СТРАНИЦА.
▶
Таким образом, не только мы, имеющие свои, особые причины ради свободы с недоверием относиться политике, отделяем свободу от политики; то же самое делалось на протяжении всего Нового времени. Я могла бы углубиться еще дальше в прошлое и воскресить в памяти еще более древние воспоминания и традиции. В представлениях, предшествовавших Новому времени, свобода подданного очень недвусмысленно отделялась от какого-либо непосредственного участия в управлении. «Ваши вольности и свободы заключаются в том, что у вас есть правительство и законы, которые наилучшим образом обеспечивают вам жизнь и сохранность имущества, а не в участии в управлении. Этого вам никак не надлежит», – заключил Карл I в своей речи с эшафота. Не из желания свободы люди потребовали в итоге участия в управлении или допуска в политическое пространство, а по недоверию к тем, кто имел власть распоряжаться их жизнями и имуществом. Христианское же понятие политической свободы и вовсе возникло из подозрительности и враждебности ранних христиан к публичной сфере как таковой, и им, чтобы быть свободными, требовалось избавить себя от ее забот. И как мы видели выше, этой христианской свободе ради спасения предшествовало воздержание философов от участия в политике как необходимое условие высшего и самого свободного образа жизни, vita contemplativa.
Таким образом, и традиция, и наш собственный опыт склоняют нас к одному и тому же – к разведению свободы и политики. Однако, несмотря на весомость традиции и на, возможно, еще большую многозначительность нашего опыта, думаю, читатель вполне может согласиться, что не прочел ничего, кроме старого трюизма, когда я написала, что raison d'être политики – это свобода и что переживается эта свобода в первую очередь в совершении действий (поступков). Ниже я займусь ничем иным, как размышлением по поводу этого старого трюизма.
◀
КОРОТКАЯ ЗАДАЧА 1.
Объясните в одном–трех предложениях, почему, согласно тексту о свободе и политике, люди в итоге потребовали участия в управлении.
КОРОТКАЯ ЗАДАЧА 2.
Подхватите текст о свободе и политике с того места, где он обрывается, и продолжите его.
Следующие далее записи — отдельный материал, не связанный с текстом о свободе и политике.

(Примеры разметки масок)
▶
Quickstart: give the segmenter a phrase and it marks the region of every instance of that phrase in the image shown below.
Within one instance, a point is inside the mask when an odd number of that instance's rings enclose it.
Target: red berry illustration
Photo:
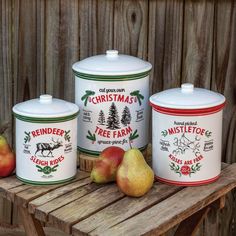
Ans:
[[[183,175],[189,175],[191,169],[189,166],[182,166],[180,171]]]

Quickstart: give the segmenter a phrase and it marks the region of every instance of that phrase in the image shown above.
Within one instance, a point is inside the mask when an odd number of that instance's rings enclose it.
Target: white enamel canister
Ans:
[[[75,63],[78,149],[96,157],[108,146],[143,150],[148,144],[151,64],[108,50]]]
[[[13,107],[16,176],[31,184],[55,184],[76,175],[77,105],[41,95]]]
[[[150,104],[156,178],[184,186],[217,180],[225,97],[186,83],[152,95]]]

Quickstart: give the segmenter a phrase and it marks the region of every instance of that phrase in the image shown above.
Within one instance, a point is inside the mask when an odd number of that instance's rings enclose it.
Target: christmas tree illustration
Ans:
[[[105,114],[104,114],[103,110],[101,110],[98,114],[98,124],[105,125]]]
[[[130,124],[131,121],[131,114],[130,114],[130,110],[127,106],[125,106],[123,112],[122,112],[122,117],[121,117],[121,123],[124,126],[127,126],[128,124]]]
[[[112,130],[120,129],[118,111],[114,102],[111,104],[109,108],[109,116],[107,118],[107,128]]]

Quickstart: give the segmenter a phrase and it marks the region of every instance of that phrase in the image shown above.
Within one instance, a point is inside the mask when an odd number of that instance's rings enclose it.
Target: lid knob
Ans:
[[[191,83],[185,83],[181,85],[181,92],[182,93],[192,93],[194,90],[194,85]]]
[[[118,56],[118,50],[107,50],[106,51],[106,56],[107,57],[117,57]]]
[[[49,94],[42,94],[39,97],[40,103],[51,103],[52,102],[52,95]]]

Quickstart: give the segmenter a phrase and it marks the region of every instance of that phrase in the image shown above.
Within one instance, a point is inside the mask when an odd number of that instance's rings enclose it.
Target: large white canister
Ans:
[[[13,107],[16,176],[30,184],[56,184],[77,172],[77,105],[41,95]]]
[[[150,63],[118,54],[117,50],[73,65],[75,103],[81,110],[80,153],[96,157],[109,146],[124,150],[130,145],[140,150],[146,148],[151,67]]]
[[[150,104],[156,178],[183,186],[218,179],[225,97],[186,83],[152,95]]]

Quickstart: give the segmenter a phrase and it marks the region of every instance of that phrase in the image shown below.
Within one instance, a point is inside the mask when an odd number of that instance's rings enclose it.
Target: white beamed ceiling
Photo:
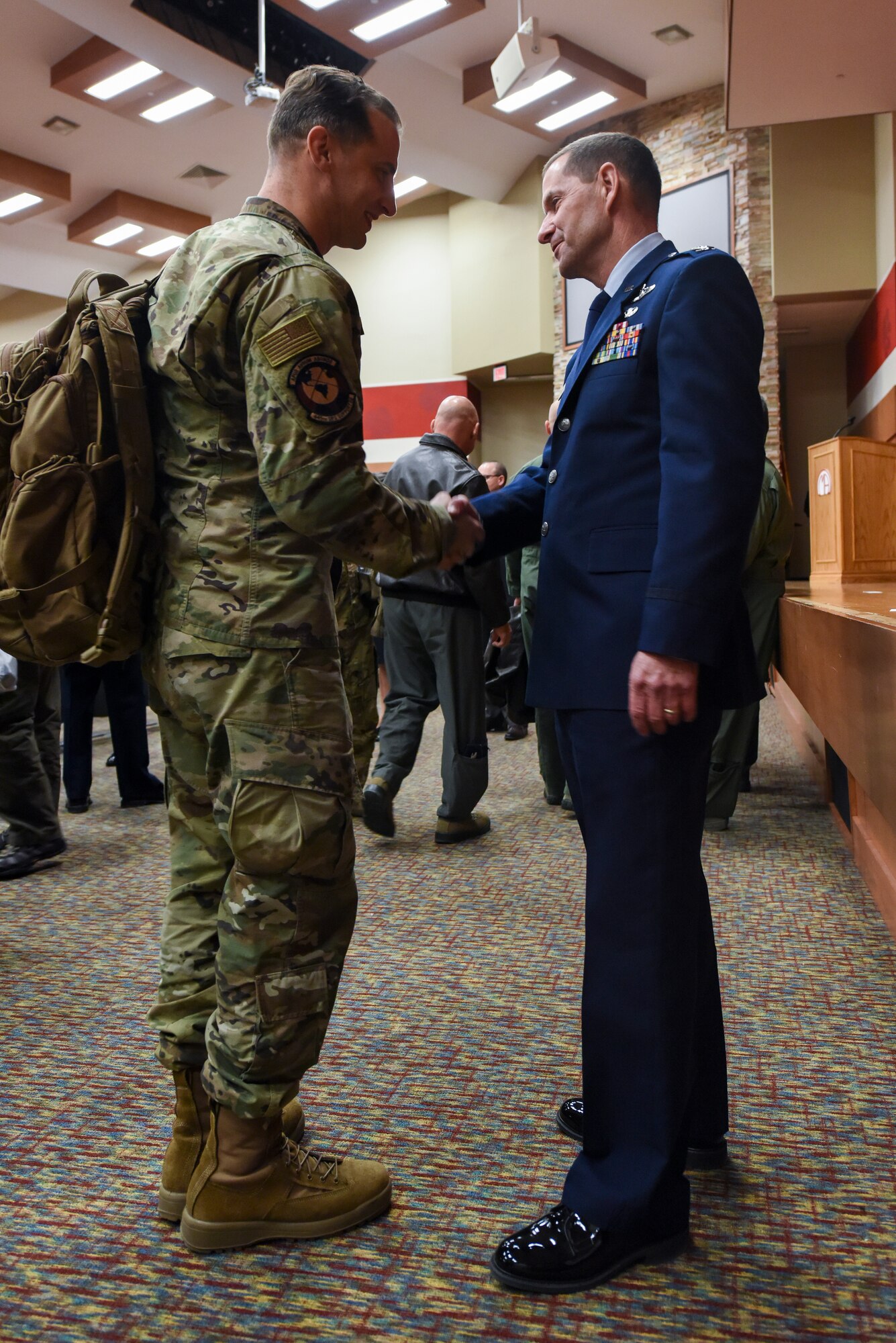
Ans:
◀
▶
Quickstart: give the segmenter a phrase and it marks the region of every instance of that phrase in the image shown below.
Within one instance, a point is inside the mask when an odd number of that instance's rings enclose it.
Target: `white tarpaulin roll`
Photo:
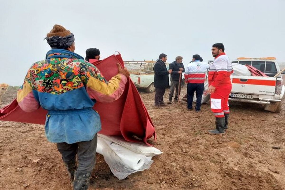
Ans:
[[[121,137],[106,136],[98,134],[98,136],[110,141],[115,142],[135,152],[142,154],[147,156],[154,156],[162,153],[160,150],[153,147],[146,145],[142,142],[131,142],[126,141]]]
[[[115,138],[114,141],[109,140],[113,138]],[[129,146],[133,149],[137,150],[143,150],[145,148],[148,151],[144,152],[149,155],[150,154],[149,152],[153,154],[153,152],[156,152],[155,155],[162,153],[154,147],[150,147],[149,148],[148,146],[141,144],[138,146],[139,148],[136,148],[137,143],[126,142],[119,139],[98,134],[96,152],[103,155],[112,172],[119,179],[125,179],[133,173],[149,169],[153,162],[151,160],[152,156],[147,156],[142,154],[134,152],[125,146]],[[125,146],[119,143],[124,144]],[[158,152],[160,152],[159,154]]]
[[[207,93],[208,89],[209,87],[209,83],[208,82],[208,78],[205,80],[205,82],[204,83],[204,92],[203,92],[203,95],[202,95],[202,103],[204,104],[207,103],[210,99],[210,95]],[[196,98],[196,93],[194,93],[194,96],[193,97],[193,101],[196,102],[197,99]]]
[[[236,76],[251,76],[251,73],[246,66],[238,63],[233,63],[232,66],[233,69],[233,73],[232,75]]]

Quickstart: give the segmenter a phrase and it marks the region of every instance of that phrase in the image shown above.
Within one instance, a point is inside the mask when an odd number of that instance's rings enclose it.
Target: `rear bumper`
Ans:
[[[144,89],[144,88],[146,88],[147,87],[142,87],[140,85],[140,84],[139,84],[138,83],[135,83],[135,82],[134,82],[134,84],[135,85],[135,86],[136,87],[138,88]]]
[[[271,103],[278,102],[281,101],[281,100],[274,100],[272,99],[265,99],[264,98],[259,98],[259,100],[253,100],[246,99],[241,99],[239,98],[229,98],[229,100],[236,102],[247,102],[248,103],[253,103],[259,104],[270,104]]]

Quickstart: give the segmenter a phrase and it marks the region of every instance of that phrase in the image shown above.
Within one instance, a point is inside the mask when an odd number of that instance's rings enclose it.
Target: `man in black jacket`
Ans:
◀
ПИСЬМЕННЫЙ ОТВЕТ 1.
Люди потребовали участия в управлении и допуска в политическое пространство не из желания свободы. Причиной было недоверие к тем, кто имел власть распоряжаться их жизнями и имуществом.

ПИСЬМЕННЫЙ ОТВЕТ 2.
Свобода, имеющая отношение к политике, не является феноменом воли. В данном случае мы имеем дело не с liberum arbitrium, свободой выбора, арбитром, выбирающим между двумя вариантами, добрым и злым, чей выбор предопределен мотивом, и нужен только какой-нибудь довод, чтобы он пришел в действие, – «Нет!.. Раз не вышел из меня любовник,/ Достойный сих времен благословенных,/ То надлежит мне сделаться злодеем,/ Прокляв забавы наших праздных дней»[140]. Скорее, это, если продолжить тему Шекспира, свобода Брута: «Так быть должно, иль мы падем за это», т. е. свобода вызывать к жизни нечто такое, чего прежде не существовало, что не было дано даже в качестве предмета познания и о чем тем самым, строго говоря, нельзя было знать. Чтобы действие было свободным, оно должно быть свободно, с одной стороны, от мотива, а с другой – от задуманной цели как предвидимого следствия. Это не означает, что мотивы и цели не являются важными факторами каждого отдельного поступка. Но они – факторы, детерминирующие его, и действие свободно в той мере, в какой может выйти за их рамки. Действие, в той мере, в какой оно детерминировано, руководствуется будущей целью, желаемость которой рассудок схватывает до того, как ее захочет воля: рассудок взывает к воле, поскольку только она может диктовать действия (я перефразировала характерное описание этого процесса, сделанное Дунсом Скотом)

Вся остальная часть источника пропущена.